:: Records for this exercise ::
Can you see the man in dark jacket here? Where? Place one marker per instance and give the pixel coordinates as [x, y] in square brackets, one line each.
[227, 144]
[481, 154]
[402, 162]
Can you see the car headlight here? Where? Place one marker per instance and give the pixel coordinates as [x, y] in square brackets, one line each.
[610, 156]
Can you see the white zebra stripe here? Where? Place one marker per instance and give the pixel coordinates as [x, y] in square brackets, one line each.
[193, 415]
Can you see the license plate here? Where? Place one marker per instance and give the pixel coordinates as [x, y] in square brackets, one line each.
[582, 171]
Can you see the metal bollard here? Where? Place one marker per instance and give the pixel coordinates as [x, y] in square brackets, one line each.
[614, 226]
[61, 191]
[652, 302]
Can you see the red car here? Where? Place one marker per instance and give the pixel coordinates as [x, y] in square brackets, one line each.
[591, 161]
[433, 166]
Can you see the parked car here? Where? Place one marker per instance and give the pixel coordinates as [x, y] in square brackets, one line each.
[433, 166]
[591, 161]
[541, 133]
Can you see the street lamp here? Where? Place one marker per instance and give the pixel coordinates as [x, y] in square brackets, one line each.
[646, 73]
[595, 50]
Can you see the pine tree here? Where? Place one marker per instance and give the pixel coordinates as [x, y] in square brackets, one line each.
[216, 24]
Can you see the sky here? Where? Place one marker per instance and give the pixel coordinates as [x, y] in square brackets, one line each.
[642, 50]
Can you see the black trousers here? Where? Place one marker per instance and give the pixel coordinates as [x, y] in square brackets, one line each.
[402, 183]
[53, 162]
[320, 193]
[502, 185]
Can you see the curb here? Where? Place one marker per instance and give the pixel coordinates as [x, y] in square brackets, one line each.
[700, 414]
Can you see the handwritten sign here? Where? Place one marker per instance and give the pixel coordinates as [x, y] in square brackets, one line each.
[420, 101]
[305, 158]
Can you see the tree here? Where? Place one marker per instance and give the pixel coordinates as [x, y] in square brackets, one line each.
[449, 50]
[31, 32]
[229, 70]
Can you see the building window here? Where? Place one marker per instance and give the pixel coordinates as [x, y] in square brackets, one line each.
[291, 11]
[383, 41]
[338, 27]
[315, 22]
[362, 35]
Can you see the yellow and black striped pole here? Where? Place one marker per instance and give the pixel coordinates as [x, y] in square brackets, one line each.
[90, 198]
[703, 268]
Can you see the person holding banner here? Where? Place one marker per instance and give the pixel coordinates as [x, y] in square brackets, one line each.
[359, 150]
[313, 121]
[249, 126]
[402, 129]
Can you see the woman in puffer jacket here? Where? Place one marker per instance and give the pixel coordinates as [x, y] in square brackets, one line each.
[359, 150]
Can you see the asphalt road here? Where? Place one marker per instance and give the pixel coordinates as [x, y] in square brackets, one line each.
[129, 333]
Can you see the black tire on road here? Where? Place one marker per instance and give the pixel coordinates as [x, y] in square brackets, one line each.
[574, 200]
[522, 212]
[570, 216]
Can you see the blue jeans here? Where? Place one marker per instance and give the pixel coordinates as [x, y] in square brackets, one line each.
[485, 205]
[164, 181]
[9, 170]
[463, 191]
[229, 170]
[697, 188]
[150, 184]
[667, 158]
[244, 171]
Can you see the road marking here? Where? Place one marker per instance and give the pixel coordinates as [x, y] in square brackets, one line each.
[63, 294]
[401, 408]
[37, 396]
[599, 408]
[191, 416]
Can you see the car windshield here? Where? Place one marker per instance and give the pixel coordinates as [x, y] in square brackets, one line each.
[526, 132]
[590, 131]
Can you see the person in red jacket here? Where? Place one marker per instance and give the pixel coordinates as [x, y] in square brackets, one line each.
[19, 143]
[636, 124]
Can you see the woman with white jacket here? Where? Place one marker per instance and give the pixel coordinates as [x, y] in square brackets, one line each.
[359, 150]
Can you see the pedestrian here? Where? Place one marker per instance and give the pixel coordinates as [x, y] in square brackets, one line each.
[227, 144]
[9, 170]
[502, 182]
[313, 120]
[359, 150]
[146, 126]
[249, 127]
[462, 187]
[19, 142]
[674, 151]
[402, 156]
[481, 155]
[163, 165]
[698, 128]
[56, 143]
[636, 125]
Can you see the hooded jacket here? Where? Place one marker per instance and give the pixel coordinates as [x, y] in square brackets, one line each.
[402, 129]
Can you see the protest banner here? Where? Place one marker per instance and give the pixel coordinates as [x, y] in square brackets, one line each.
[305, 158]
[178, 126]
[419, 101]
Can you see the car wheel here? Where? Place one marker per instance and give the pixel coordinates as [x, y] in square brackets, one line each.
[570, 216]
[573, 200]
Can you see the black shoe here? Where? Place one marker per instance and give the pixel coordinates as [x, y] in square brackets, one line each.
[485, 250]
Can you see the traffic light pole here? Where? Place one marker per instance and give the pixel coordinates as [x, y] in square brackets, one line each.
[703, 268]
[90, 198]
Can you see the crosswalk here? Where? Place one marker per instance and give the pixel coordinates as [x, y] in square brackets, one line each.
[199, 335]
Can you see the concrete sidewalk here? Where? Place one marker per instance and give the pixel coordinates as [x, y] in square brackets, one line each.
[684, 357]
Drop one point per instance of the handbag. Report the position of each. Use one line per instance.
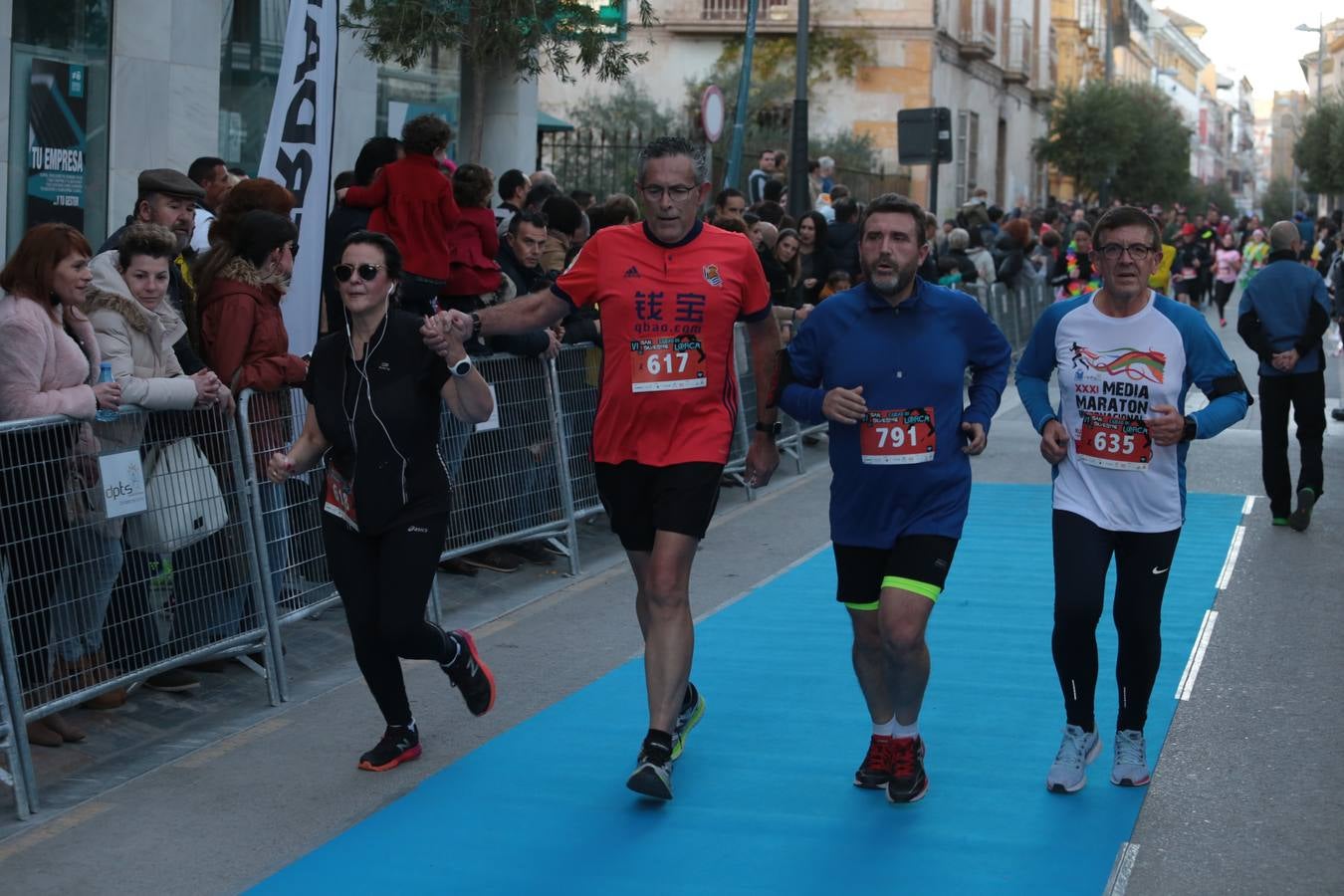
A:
(183, 500)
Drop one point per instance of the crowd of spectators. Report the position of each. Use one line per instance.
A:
(184, 301)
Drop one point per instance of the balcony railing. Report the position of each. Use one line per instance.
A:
(1020, 51)
(979, 27)
(729, 15)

:: Assignment ::
Give every line above again exactly, with no pictures.

:: Answer to this exercise ::
Can you see the man in dark jacket here? Where? Place one marker per instance and give the pixel coordinates as [x, y] in square brackets, one line each.
[227, 144]
[481, 154]
[402, 162]
Can you see the car headlight here? Where? Place one marker per instance and give the pixel coordinates as [x, y] in square brackets, one line each.
[610, 156]
Can you see the white zebra stripe here? Where? Place one marker per instance and give the pixel coordinates as [x, y] in square brackets, one line each.
[193, 415]
Can you see the license plate here? Where? Place one marker per instance and give the pixel coordinates as [x, y] in square brackets, one line each.
[582, 171]
Can you see the metal bollard here? Where? Place one marker per instance and give the pixel coordinates as [x, y] in square brackets, one line each.
[614, 226]
[61, 191]
[652, 302]
Can you see the red car here? Where? Place one marker per instance and give the pixel coordinates as [x, y] in square brackets, one line each.
[591, 161]
[433, 166]
Can you see the parked car here? Where? Place one marker per instance and give the pixel coordinates as [x, y] in square brackets, one line each.
[433, 166]
[591, 161]
[541, 133]
Can you see the street lamp here? Where? Place one marker per instance and give the pixel coordinates as [x, y] in square brackets, one line each.
[646, 73]
[595, 50]
Can you see the pine tree here? Where? Place one marker per instance and give the pixel coordinates as [x, y] in square brackets, one line each.
[216, 24]
Can you see the sky here? Where? Place one marker per instance and give the pixel coordinates as [x, y] in square brackets, one line each.
[642, 50]
Can you see the black trousers here? Where? Place one marker per instance and give the pixel coordinates as [x, y] in square brackets, one line each.
[402, 183]
[53, 162]
[320, 193]
[502, 185]
Can you see the curb here? Where? Place one marker per instance and give the pixel coordinates as [x, y] in square brackets, one line each.
[700, 414]
Can you see the handwritten sign here? Where? Place one marker per instance and give the pixel coordinates as [x, y] in square brackets, one line each.
[420, 101]
[305, 158]
Can you see the tree here? Where? Place one marker per instance and give the pixel coordinates as [x, y] in square brackets, one line each.
[449, 50]
[31, 32]
[229, 70]
Can you see the building window here? Where? Place one marker per instance and give the pixel coordinates as [x, y] in square brackets, one line each.
[291, 11]
[383, 41]
[338, 27]
[315, 22]
[362, 35]
Can you see the yellow and black striped pole here? Where? Place one marker per instance and give the pixel coordinates as [x, y] in square brackets, one line each.
[90, 198]
[703, 268]
Can you see the person holding banner here? Where? Place one marker per instance and give the pixel coordinates as [x, y] in square brackets, one line each.
[359, 150]
[313, 121]
[249, 126]
[402, 129]
Can you see the woman in puffer jacket here? Where? Place one marker per instance and give the pixel coordinates as [x, y] in square brackets, one line each.
[359, 150]
Can you see the asphalt road here? Where? Place one marker per instance and give the pixel coordinates as [x, y] in square brackets, one line each.
[129, 333]
Can you see the black tire on road here? Where? Place one marker per instance and give the pixel coordinates as [x, y] in square brackets, one line each.
[574, 200]
[522, 212]
[570, 216]
Can you see the blue jeans here? Where? Place one marker per instance and give the pixel coordinates as [x, y] in square brackets, one line each.
[485, 205]
[164, 181]
[9, 170]
[463, 191]
[229, 170]
[697, 188]
[150, 184]
[667, 158]
[244, 171]
Can you see the road marking here? Where? Place one marker per instance and give the pixel coordinates as [x, y] in square brackets, one line each.
[63, 294]
[401, 408]
[37, 396]
[599, 408]
[191, 416]
Can you see the car windshield here? Where? Place one marker per instance and give the pixel coordinates as [x, y] in square brackets, one line each.
[526, 132]
[590, 131]
Can you see the person in red jacket here? Where? Place one marker per instance and give the pixel coordinates as [x, y] in square brackets, one line each.
[19, 143]
[636, 124]
Can you see the woman with white jacket here? Where? Place one marker per instance and give the pixel coordinates as [x, y] in square brackets, one line each.
[359, 150]
Can you see the pedestrian here? Where? Place one marker per instance and give the pixel coordinates as [x, y] in square brackets, one line each.
[227, 144]
[9, 170]
[502, 182]
[313, 120]
[359, 150]
[146, 126]
[249, 127]
[462, 187]
[19, 142]
[674, 151]
[402, 156]
[481, 155]
[163, 165]
[698, 128]
[56, 143]
[636, 125]
Can you see the hooded jacket here? Where? Place one marker per instance and give the pixel coordinates as [x, y] in square brackets, one line each.
[402, 129]
Can you see the protest banner here? Where? Place one marker per instance and give the pixel coordinates as [x, y] in square brackets, one line each.
[305, 158]
[178, 126]
[419, 101]
Can you see the car wheel here? Where? Place one marker per instance and give the pixel coordinates as [x, y] in square brackets, one line each.
[570, 216]
[573, 200]
Can you see the black shoe here? Where? Place one marker per instance and give the pixel coordinates as [x, y] in square brackets, one line each.
[485, 250]
Can you see the traffic light pole here? Where? Place one marker per instance and give the pixel coordinates as [x, y] in square brackets, one line each.
[703, 268]
[90, 198]
Can you see the crosswalk here? Where? Place one marker per instance and give the pixel coordinates as [x, y] in square brackets, one line each.
[199, 335]
Can you see the concrete sidewalk here? Where? Place one marker per instance and give the pixel coordinates as [x, y] in square brackets, one line each.
[684, 357]
Drop one point per instance of the handbag. Report the position of each. Use one line per instance.
A:
(183, 500)
Drop one point per instance of the crowd of spectators. Report the position of each. Use one line per instance.
A:
(184, 301)
Drop one point per instance of the balcony railing. Report the position of each. Use one line per instance.
A:
(1020, 51)
(979, 27)
(729, 15)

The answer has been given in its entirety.